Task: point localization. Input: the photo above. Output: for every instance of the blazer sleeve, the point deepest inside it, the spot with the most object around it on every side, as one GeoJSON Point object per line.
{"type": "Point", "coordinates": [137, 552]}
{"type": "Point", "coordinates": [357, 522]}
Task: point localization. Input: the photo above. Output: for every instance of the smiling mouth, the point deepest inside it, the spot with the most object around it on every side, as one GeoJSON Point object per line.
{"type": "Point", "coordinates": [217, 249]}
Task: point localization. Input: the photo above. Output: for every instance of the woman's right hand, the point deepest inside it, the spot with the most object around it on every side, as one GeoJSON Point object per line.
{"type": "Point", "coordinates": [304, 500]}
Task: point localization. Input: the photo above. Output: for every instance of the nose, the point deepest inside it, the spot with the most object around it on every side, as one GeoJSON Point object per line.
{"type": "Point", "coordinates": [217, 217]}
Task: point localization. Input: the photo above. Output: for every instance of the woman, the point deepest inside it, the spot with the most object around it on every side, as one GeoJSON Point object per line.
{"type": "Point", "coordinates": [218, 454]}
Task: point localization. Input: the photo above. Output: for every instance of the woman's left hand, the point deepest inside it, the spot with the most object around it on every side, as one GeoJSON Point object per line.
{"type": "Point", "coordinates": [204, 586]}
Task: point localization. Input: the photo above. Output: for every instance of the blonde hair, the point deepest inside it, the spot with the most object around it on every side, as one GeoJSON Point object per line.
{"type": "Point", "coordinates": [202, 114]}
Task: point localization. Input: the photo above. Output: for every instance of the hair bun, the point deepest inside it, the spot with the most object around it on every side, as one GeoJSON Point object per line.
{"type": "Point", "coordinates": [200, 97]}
▬▬▬▬▬▬
### WORK INSTRUCTION
Could you reproduce all of the entries exactly as they appear?

### SOLUTION FOR THIS PROBLEM
Task: point localization. Input: the photo above. Output: for every instance of the blazer sleeve, the point deepest inside it, the spot with the most object around it on every side, as one GeoJSON Point object per line.
{"type": "Point", "coordinates": [137, 552]}
{"type": "Point", "coordinates": [357, 522]}
Task: point localization. Input: the photo above. Output: for every instance of the smiling mouth, the point deepest inside it, the spot with the most object around it on every side, as one GeoJSON Point object per line.
{"type": "Point", "coordinates": [217, 249]}
Task: point localization. Input: the photo above. Output: for every instance of the woman's right hand, the point deepest inside it, the spot with the most object around it on every side, as one GeoJSON Point object per line.
{"type": "Point", "coordinates": [304, 500]}
Task: point localization. Input: the photo above. Output: for every instance of the nose, the point deepest inside it, the spot with the most object around it on every side, as one GeoJSON Point object per line.
{"type": "Point", "coordinates": [217, 217]}
Task: point localization. Input: the photo above. Output: for every instance of the woman, the point deepest inside it, the spot with the most object around it on every side, as one GeoJSON Point object per line.
{"type": "Point", "coordinates": [218, 454]}
Task: point localization. Input: the photo above. Output: for every instance of the woman's left hand, the point deepest inside it, the spot with the most object around it on every side, as one GeoJSON Point object per line.
{"type": "Point", "coordinates": [204, 586]}
Task: point localization. Input: the photo above. Output: for every instance of the blonde hair, the point deepest inside it, the spot with the most object around it on every side, as one GeoJSON Point object per line.
{"type": "Point", "coordinates": [202, 114]}
Task: point localization. Input: the photo above. Output: for every instance of the hair bun, the point deepest inside it, the spot with the most object around it on every side, as one GeoJSON Point object per line.
{"type": "Point", "coordinates": [200, 97]}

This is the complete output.